[Start of Listed records]

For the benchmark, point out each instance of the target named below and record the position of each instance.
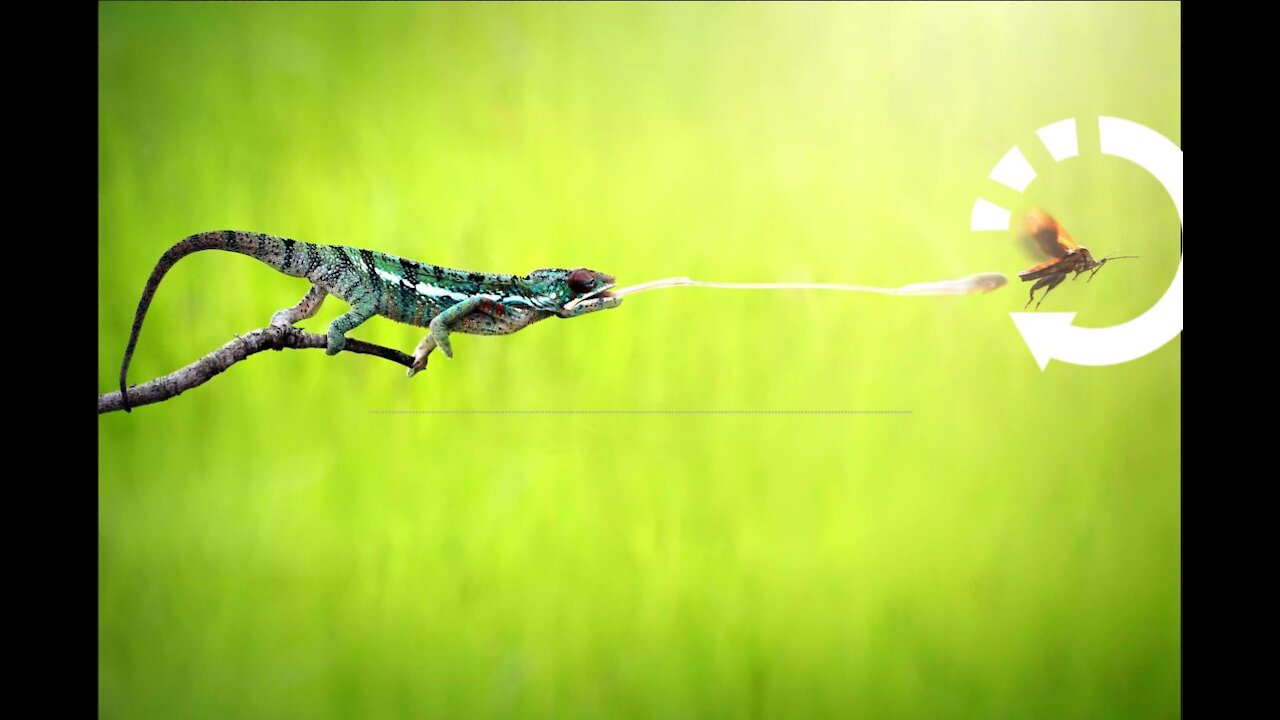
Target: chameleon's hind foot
(420, 354)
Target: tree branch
(219, 360)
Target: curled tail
(275, 251)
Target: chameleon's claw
(336, 343)
(420, 355)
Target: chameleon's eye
(581, 279)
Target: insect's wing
(1045, 237)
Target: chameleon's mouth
(593, 295)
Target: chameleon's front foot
(336, 343)
(282, 319)
(420, 354)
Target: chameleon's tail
(275, 251)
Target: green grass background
(269, 547)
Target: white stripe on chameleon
(435, 291)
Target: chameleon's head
(571, 292)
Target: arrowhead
(1041, 332)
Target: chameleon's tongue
(598, 294)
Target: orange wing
(1045, 233)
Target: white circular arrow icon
(1051, 336)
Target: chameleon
(443, 300)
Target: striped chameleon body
(375, 283)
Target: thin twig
(219, 360)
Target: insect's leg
(449, 319)
(420, 354)
(306, 308)
(1038, 285)
(1054, 281)
(344, 323)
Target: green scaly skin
(375, 283)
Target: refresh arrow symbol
(1051, 336)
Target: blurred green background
(269, 547)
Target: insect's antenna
(1110, 256)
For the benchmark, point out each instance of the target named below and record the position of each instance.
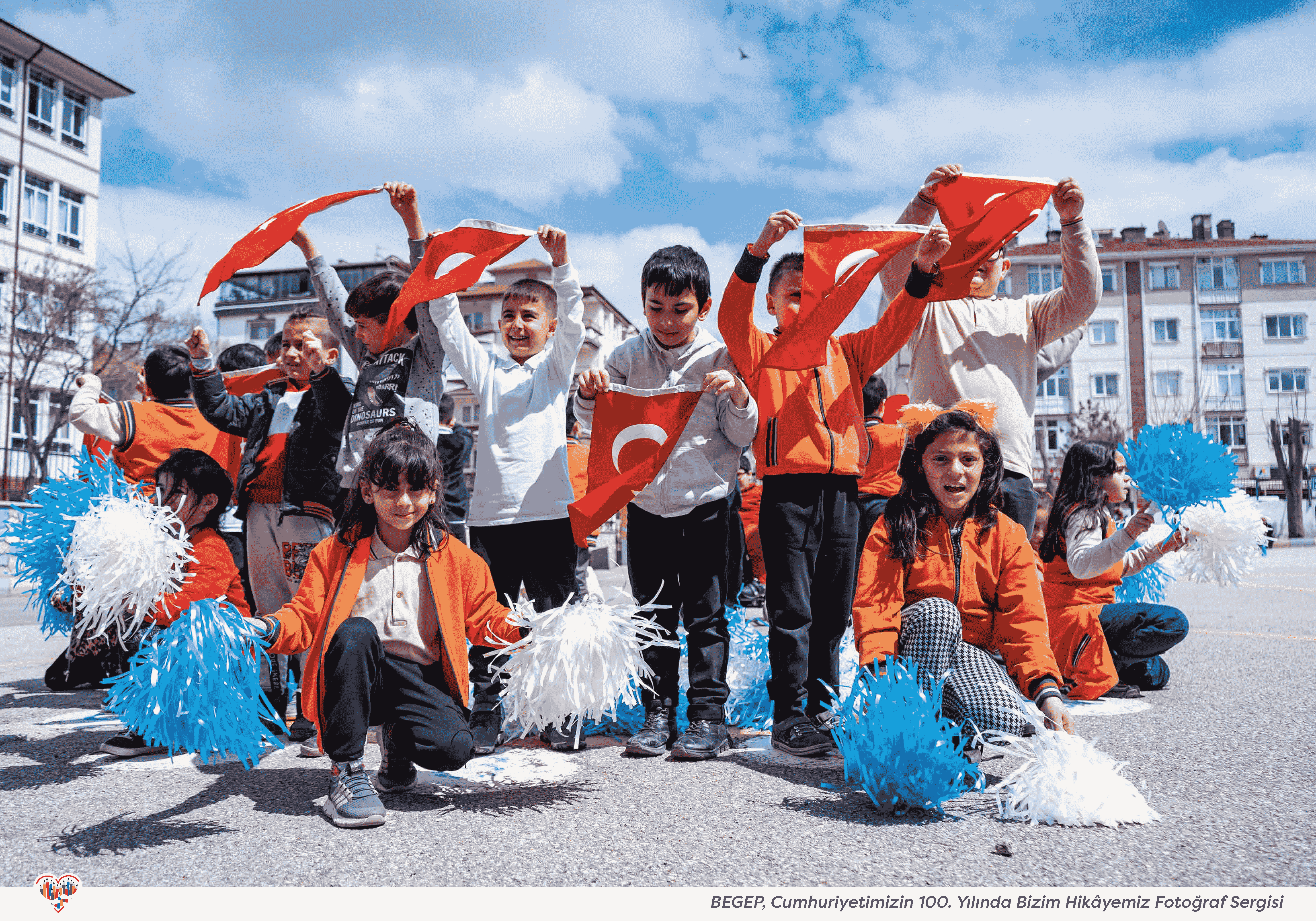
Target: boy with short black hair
(518, 518)
(678, 526)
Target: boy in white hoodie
(677, 527)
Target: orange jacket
(995, 587)
(209, 577)
(460, 583)
(153, 430)
(1074, 620)
(880, 475)
(810, 422)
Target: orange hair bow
(918, 416)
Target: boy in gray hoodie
(678, 526)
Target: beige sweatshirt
(986, 348)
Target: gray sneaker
(352, 802)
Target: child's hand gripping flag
(482, 243)
(272, 236)
(633, 435)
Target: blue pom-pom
(897, 745)
(41, 536)
(195, 686)
(1177, 466)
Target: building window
(1055, 386)
(1286, 381)
(74, 123)
(1165, 331)
(41, 103)
(1222, 325)
(1230, 431)
(1286, 327)
(1217, 273)
(1102, 332)
(36, 206)
(8, 86)
(1164, 277)
(1284, 272)
(70, 218)
(1043, 279)
(1165, 383)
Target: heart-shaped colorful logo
(58, 890)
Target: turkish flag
(840, 262)
(982, 215)
(482, 243)
(270, 237)
(632, 437)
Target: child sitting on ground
(947, 579)
(195, 486)
(518, 516)
(1103, 648)
(386, 607)
(677, 527)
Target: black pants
(687, 556)
(365, 686)
(809, 524)
(539, 555)
(1019, 499)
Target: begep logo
(58, 890)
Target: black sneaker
(486, 732)
(798, 736)
(129, 745)
(397, 774)
(705, 739)
(1124, 691)
(656, 736)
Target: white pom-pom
(1066, 781)
(578, 661)
(1226, 541)
(124, 557)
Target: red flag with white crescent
(840, 262)
(632, 437)
(270, 237)
(445, 272)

[End of Listed records]

_Stated problem_
Leave every image out, and retype the material exactly.

_Solution for this problem_
For the benchmark, point out each instance of the target named below and record the position of each instance.
Target: chameleon's hind foot
(420, 354)
Target: tree branch
(219, 360)
Target: curled tail
(275, 251)
Target: chameleon's claw
(336, 343)
(420, 355)
Target: chameleon's eye
(581, 279)
Target: insect's wing
(1045, 237)
Target: chameleon's mouth
(593, 295)
Target: chameleon's front foot
(336, 343)
(282, 319)
(420, 354)
Target: chameleon's tail
(275, 251)
Target: green grass background
(269, 547)
Target: white stripe on chameleon
(435, 291)
Target: chameleon's head
(571, 292)
Target: arrowhead
(1041, 332)
Target: chameleon's tongue
(598, 294)
Target: orange wing
(1045, 233)
Target: white circular arrow icon
(1051, 336)
Target: chameleon
(443, 300)
Target: striped chameleon body
(375, 283)
Target: thin twig
(219, 360)
Target: insect's leg
(449, 319)
(420, 354)
(306, 308)
(1038, 285)
(1054, 281)
(344, 323)
Target: green scaly skin
(375, 283)
Target: refresh arrow symbol
(1051, 336)
Target: blurred green background
(269, 547)
Target: insect's antenna
(1110, 256)
For the benchmark, point out each instance of the target named below and record the position of each instance.
Target: boy with short black hair
(518, 518)
(678, 526)
Target: boy in white hoodie
(677, 527)
Target: orange jacket
(995, 587)
(209, 577)
(460, 583)
(153, 430)
(1074, 620)
(880, 475)
(810, 422)
Target: orange hair bow
(918, 416)
Target: boy in gray hoodie
(678, 526)
Target: beige sweatshirt
(986, 348)
Target: gray sneaker
(352, 802)
Target: child's hand gripping flag
(482, 243)
(272, 236)
(633, 435)
Target: blue pom-pom
(897, 745)
(41, 536)
(195, 686)
(1177, 466)
Target: building window
(1055, 386)
(1286, 381)
(74, 123)
(1165, 331)
(41, 103)
(1222, 325)
(1230, 431)
(1286, 327)
(1217, 273)
(1102, 332)
(36, 206)
(8, 86)
(1164, 277)
(1284, 272)
(70, 218)
(1043, 279)
(1165, 383)
Target: heart-shaped colorful logo
(58, 890)
Target: turkish flag
(840, 262)
(982, 215)
(482, 243)
(270, 237)
(632, 437)
Target: child sitting on ground
(947, 579)
(195, 486)
(518, 516)
(1103, 648)
(386, 607)
(677, 527)
Target: black pants
(687, 556)
(365, 686)
(809, 524)
(539, 555)
(1019, 499)
Target: begep logo
(58, 890)
Target: black sneaker
(486, 732)
(798, 736)
(129, 745)
(397, 774)
(705, 739)
(1124, 691)
(656, 736)
Target: white pom-pom
(1066, 781)
(578, 661)
(1226, 541)
(124, 557)
Target: red flag with white crescent
(840, 262)
(632, 437)
(270, 237)
(445, 272)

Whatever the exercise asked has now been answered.